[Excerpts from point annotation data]
━━━━━━━━━━━━━━━━
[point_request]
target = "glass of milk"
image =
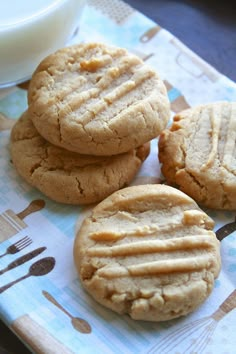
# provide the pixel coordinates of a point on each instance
(30, 30)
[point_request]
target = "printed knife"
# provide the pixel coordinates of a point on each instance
(25, 258)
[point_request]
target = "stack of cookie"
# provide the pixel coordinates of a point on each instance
(92, 111)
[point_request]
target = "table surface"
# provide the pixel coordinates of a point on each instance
(206, 27)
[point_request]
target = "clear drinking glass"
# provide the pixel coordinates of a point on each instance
(30, 30)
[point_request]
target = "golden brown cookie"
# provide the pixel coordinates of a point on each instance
(68, 177)
(97, 99)
(148, 251)
(198, 154)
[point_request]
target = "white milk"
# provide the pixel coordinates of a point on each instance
(30, 30)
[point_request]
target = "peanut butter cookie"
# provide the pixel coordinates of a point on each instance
(68, 177)
(198, 154)
(97, 99)
(148, 251)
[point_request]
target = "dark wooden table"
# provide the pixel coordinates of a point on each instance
(208, 27)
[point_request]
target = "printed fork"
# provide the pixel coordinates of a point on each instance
(17, 246)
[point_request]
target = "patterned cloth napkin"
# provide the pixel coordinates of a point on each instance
(41, 299)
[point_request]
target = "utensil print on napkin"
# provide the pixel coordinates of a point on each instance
(78, 323)
(194, 336)
(11, 223)
(149, 34)
(119, 12)
(17, 246)
(177, 100)
(39, 268)
(21, 260)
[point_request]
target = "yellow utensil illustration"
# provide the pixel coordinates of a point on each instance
(11, 223)
(194, 336)
(78, 323)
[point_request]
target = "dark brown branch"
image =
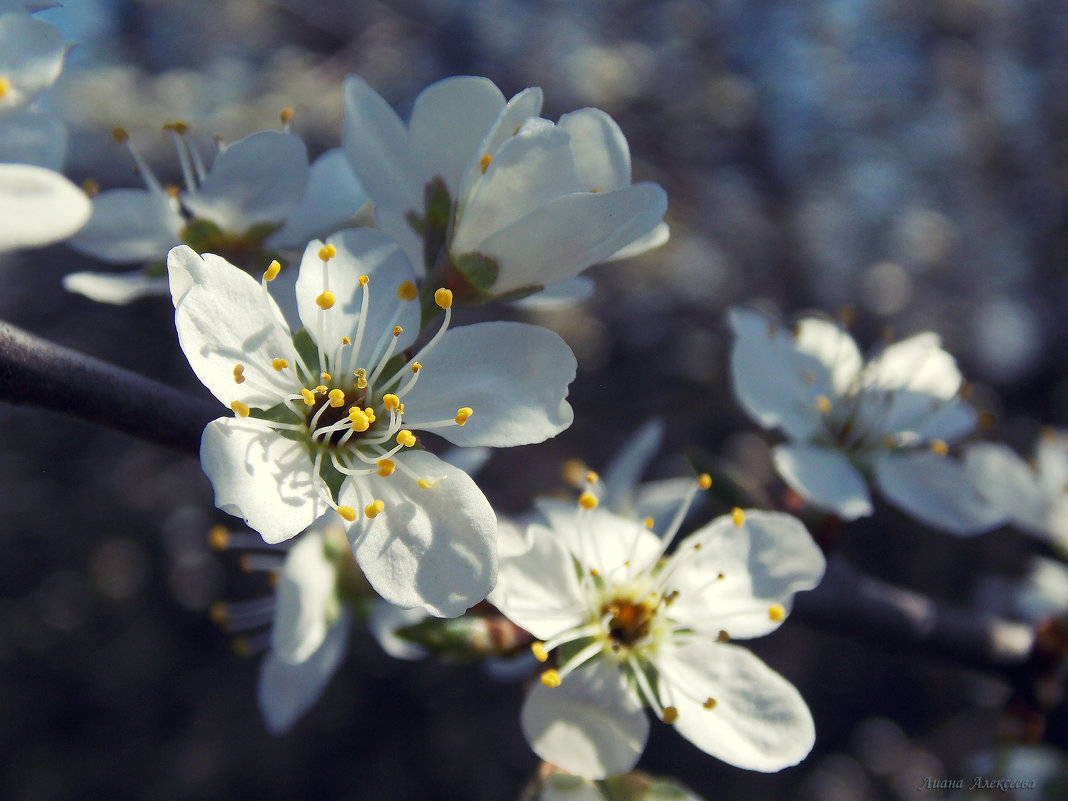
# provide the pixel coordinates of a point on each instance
(38, 373)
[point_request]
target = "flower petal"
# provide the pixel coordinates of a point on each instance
(304, 587)
(38, 207)
(115, 287)
(936, 490)
(764, 563)
(591, 725)
(758, 721)
(360, 252)
(449, 121)
(433, 548)
(332, 198)
(826, 478)
(262, 477)
(224, 318)
(129, 225)
(513, 375)
(286, 691)
(260, 178)
(377, 145)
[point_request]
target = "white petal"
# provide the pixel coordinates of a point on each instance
(600, 148)
(449, 121)
(433, 548)
(536, 586)
(376, 143)
(33, 137)
(586, 230)
(360, 252)
(287, 691)
(591, 725)
(115, 287)
(262, 477)
(826, 478)
(764, 562)
(304, 587)
(332, 198)
(774, 383)
(625, 471)
(260, 178)
(936, 489)
(38, 207)
(1007, 483)
(514, 376)
(31, 59)
(129, 225)
(759, 721)
(225, 318)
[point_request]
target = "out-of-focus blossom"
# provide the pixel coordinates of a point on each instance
(630, 627)
(260, 195)
(490, 195)
(849, 422)
(324, 420)
(1034, 496)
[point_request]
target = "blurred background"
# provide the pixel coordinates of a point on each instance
(907, 159)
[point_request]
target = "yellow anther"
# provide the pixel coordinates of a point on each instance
(219, 537)
(407, 291)
(550, 678)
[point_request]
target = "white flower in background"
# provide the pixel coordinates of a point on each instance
(890, 420)
(1033, 496)
(325, 420)
(631, 627)
(258, 195)
(518, 202)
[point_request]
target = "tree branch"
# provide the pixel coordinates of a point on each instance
(38, 373)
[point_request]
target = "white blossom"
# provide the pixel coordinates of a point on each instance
(326, 420)
(519, 202)
(890, 420)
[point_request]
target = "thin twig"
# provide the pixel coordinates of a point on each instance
(38, 373)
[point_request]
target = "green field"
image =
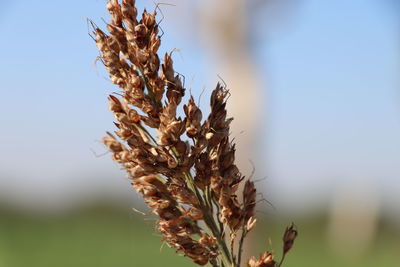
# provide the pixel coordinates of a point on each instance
(108, 237)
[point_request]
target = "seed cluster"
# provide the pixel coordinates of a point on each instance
(190, 182)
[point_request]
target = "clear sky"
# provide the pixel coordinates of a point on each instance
(332, 107)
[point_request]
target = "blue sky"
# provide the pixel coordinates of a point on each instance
(332, 98)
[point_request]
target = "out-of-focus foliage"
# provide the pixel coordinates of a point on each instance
(109, 237)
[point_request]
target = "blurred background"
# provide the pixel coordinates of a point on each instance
(316, 101)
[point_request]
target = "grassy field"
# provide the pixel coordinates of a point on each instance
(107, 237)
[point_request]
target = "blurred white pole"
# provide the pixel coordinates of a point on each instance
(224, 31)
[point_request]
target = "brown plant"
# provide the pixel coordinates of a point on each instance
(191, 184)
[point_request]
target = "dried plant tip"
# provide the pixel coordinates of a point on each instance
(288, 238)
(251, 223)
(265, 260)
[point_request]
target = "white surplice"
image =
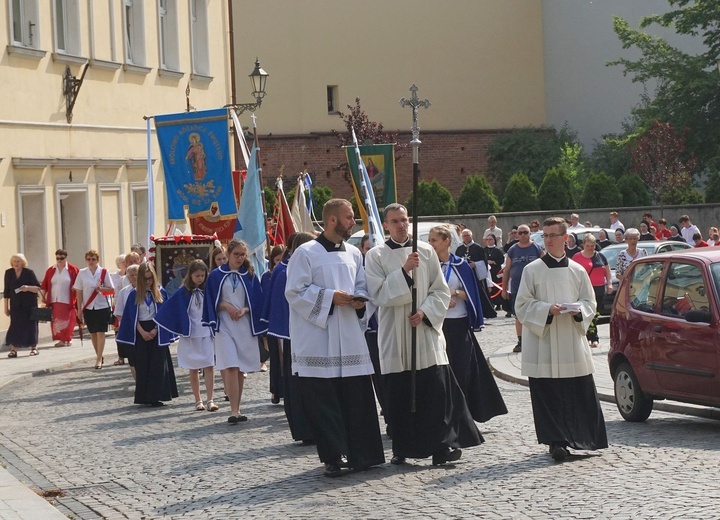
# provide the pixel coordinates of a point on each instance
(326, 344)
(390, 291)
(558, 349)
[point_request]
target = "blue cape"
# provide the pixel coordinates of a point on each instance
(127, 332)
(276, 311)
(469, 282)
(213, 292)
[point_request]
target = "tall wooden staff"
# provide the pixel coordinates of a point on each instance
(415, 103)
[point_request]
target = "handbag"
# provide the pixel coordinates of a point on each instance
(41, 314)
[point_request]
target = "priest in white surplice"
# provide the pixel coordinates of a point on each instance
(326, 291)
(556, 356)
(442, 423)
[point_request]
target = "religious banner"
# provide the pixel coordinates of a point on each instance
(196, 159)
(379, 160)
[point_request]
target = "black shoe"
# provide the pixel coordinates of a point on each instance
(332, 470)
(559, 453)
(447, 456)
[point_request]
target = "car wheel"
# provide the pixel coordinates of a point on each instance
(632, 403)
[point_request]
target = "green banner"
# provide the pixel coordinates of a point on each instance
(379, 160)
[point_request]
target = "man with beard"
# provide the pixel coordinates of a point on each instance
━━━━━━━━━━━━━━━━
Output all the records, word for word, with no pictures in the copy.

**FULL RESPONSE**
[point_request]
target = "glass of milk"
image =
# provide the pixel coordinates of a point on each instance
(30, 30)
[point_request]
target = "printed knife"
# provide the pixel coordinates of a point on each instance
(25, 258)
[point_request]
target = "stack of cookie"
# provide the pixel coordinates of a point on each instance
(92, 111)
[point_request]
target = "table surface"
# provide the pixel coordinates of a point on each instance
(206, 27)
[point_request]
target = "clear drinking glass"
# provide the pixel coordinates of a point on each instance
(30, 30)
[point_request]
target = "golden brown cookie"
# provide the pixel coordinates of a point on each instance
(68, 177)
(97, 99)
(148, 251)
(198, 154)
[point_request]
target = "white milk"
# provide the pixel coordinates of a point on each instance
(30, 30)
[point_request]
target = "peanut butter cookie"
# provide the pixel coordinates of a point on each instance
(68, 177)
(198, 154)
(97, 99)
(148, 251)
[point_request]
target = "dark wooden table"
# provide the pixel coordinates of a point on each instance
(208, 27)
[point_request]
target = "printed fork"
# provide the pixel coordinates of a point on each instance
(17, 246)
[point_request]
target = "patterned cloth napkin"
# provide the pixel coordinates of a point on each instance
(41, 299)
[point_request]
target = "utensil print on napkin"
# provide the pixel coordinates of a point on each instance
(78, 323)
(194, 336)
(11, 223)
(149, 34)
(119, 12)
(17, 246)
(177, 100)
(39, 268)
(21, 260)
[point_request]
target = "yellow utensil illustration"
# provide the pixel coordinates of a point on each instance
(11, 223)
(194, 336)
(78, 323)
[point_request]
target = "dark brown branch"
image =
# provide the pixel coordinates of a point on each instance
(38, 373)
[point_request]
target = "flower petal"
# provide the pixel coordinates of a point on each instance
(304, 587)
(38, 207)
(115, 287)
(936, 490)
(764, 563)
(591, 725)
(758, 721)
(360, 252)
(449, 121)
(433, 548)
(332, 198)
(826, 478)
(262, 477)
(224, 318)
(129, 225)
(513, 375)
(286, 691)
(260, 178)
(377, 145)
[point_request]
target = "white petal"
# provide the pixel coordinates of a point on each instance
(600, 148)
(449, 121)
(433, 548)
(536, 586)
(376, 143)
(33, 137)
(586, 230)
(360, 252)
(287, 691)
(591, 725)
(115, 287)
(262, 477)
(826, 478)
(764, 562)
(304, 587)
(332, 198)
(774, 383)
(625, 471)
(260, 178)
(936, 489)
(38, 207)
(1007, 483)
(514, 376)
(31, 59)
(129, 225)
(759, 721)
(225, 318)
[point_request]
target = "out-of-focus blossom"
# provide the pixel coordinates of a point on each instance
(630, 627)
(260, 195)
(490, 195)
(849, 422)
(324, 420)
(1034, 496)
[point_request]
target = "blurred background"
# provide the pixel coordinates of a point on each instance
(907, 159)
[point_request]
target = "yellow anther"
# provide the pixel coordinates of a point on each instance
(219, 537)
(407, 291)
(550, 678)
[point_request]
target = "white flower in background"
# provide the pixel coordinates of a point on each instance
(890, 420)
(1033, 496)
(325, 420)
(631, 627)
(258, 195)
(518, 202)
[point_request]
target = "tree branch"
# provide the pixel coordinates of a point on each instance
(38, 373)
[point_request]
target = "white blossom"
# provide the pixel coordinates of a point on each instance
(326, 420)
(519, 202)
(890, 420)
[point_request]
target = "thin twig"
# provide the pixel coordinates of a point on each instance
(38, 373)
[point_request]
target = "green field"
image =
# provide the pixel coordinates of a point on each instance
(108, 237)
[point_request]
target = "seed cluster"
# provide the pixel coordinates of a point on each instance
(190, 182)
[point_request]
target = "clear sky"
# provide the pixel coordinates of a point on each instance
(332, 107)
[point_request]
target = "blue sky"
# provide the pixel coordinates of a point on each instance
(332, 98)
[point_request]
target = "out-of-focus foliage"
# provide the pixel coordinates of a point on each instance
(109, 237)
[point_request]
target = "blurred background"
# provide the pixel coordinates of a point on each instance
(316, 101)
[point_request]
target = "grassy field"
# provide the pixel coordinates of a point on each instance
(107, 237)
[point_request]
target = "blurred white pole"
# provide the pixel coordinates of a point on each instance
(224, 31)
[point_request]
target = "brown plant"
# provide the pixel coordinates of a point on each instance
(191, 184)
[point_request]
target = "dried plant tip"
# provide the pixel coordinates of a point on each instance
(288, 238)
(251, 223)
(265, 260)
[point_request]
target = "white surplice"
image =
# provide the pixel coordinates of a point on each instance
(326, 344)
(390, 291)
(558, 349)
[point_request]
target = "blue cape"
# provide the pixel coordinates of a point on each instance
(127, 332)
(276, 311)
(469, 282)
(213, 292)
[point_request]
target = "tall wooden staff"
# provide the pixel coordinates of a point on each instance
(415, 103)
[point_request]
target = "handbag"
# provide the pixel coordinates of a point on each instance
(41, 314)
[point_request]
target = "priest in white surplice"
# provide the pixel coordinates of a point on each instance
(326, 291)
(556, 356)
(442, 423)
[point_request]
target = "religious banner"
# provide the pixel coordinates of a point on each instance
(196, 159)
(379, 160)
[point_request]
target = "black shoe"
# provide the pixel coordinates of a point on each instance
(332, 470)
(559, 453)
(447, 456)
[point_request]
target = "car wheel"
# provide the pixel coordinates of a point on each instance
(632, 403)
[point_request]
target = "green banner"
# provide the pixel coordinates of a point on each instance
(379, 160)
[point_request]
target = "man with beard"
# provide the pixel coordinates of a point on each instance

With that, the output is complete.